> RAW DATA
------------------------------------------------------------------------

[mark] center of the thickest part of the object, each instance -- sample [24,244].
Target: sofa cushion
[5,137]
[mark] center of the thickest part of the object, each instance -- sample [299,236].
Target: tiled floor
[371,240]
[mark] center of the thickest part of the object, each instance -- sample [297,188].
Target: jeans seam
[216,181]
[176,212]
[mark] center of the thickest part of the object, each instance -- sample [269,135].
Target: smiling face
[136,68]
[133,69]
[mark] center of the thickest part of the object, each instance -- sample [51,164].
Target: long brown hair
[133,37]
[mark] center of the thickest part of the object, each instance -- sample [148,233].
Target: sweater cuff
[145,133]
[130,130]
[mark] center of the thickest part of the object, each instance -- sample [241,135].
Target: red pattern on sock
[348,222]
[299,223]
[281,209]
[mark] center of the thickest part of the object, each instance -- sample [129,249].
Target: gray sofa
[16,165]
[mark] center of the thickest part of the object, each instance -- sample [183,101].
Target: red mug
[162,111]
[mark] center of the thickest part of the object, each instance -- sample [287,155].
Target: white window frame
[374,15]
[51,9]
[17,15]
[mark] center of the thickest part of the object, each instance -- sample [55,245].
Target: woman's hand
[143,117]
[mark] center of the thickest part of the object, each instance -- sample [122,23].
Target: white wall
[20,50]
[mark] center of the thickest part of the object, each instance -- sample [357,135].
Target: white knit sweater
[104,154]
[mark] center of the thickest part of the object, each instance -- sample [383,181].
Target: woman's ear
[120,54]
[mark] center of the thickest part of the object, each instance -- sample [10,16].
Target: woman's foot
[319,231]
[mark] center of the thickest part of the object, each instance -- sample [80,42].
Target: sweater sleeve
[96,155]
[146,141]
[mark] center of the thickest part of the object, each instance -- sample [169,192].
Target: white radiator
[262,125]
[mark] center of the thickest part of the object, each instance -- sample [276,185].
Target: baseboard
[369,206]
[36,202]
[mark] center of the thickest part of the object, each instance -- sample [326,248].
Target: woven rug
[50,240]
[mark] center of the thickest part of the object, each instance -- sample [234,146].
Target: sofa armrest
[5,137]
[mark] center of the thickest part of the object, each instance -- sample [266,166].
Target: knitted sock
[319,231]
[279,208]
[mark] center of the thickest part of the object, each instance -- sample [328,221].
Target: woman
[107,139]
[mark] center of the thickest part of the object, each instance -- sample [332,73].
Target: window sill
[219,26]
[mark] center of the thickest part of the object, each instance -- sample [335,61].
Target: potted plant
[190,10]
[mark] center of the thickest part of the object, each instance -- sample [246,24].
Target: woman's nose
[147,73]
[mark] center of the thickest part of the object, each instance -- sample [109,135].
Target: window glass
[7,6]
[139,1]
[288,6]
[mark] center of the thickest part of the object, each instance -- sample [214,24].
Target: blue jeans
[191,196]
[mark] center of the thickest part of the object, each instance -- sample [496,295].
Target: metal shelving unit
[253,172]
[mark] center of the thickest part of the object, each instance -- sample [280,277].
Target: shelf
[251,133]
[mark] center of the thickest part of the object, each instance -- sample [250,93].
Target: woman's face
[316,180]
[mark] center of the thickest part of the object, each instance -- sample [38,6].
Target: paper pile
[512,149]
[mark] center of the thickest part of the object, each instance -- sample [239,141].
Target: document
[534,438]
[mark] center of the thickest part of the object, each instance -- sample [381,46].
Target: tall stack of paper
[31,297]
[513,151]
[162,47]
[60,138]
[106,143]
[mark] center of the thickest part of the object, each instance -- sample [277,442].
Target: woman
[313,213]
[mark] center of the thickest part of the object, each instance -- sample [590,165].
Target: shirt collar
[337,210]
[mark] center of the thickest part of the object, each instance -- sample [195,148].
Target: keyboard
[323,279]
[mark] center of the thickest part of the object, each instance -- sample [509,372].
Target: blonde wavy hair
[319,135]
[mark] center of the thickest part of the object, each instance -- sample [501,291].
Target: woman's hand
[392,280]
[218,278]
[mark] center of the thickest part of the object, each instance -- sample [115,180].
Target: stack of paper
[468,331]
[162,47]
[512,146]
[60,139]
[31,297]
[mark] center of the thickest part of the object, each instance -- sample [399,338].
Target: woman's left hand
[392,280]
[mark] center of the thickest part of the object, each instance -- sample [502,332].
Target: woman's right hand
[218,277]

------------------------------------------------------------------------

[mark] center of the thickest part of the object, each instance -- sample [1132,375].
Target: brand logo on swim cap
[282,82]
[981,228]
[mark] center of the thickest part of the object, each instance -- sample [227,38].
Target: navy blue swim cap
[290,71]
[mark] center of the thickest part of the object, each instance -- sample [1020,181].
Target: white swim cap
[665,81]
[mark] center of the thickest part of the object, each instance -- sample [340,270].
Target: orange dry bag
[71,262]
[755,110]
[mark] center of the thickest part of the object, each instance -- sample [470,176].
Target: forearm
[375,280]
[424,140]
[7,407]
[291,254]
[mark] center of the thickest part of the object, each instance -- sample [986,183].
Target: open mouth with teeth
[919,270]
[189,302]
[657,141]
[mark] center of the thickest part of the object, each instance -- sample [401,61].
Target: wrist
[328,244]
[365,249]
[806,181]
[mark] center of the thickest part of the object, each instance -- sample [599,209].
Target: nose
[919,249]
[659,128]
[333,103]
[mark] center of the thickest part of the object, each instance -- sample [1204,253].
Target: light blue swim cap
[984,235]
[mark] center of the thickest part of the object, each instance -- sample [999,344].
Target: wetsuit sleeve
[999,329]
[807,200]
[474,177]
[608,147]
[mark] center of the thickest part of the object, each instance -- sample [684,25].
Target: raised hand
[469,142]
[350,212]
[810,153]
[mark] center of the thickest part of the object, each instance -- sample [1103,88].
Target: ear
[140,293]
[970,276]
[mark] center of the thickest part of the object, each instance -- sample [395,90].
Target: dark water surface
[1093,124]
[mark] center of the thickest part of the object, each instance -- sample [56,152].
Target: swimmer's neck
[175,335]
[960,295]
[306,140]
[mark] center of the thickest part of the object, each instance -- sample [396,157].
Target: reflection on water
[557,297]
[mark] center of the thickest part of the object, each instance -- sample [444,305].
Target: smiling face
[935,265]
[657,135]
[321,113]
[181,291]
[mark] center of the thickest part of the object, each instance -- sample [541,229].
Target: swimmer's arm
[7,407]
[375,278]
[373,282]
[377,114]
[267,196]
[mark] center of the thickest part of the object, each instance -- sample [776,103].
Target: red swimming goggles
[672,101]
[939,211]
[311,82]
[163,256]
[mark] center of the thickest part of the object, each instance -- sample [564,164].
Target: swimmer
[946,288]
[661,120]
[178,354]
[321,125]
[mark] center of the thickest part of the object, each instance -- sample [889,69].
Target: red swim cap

------------------------------------------------------------------------

> TASK DIRECTIONS
Pick out each line in the listing above that contains the word "sock", and copy those lines. Treat uppercase and lowercase as different.

> WRITTEN RESPONSE
Target: red pattern on sock
Target: knitted sock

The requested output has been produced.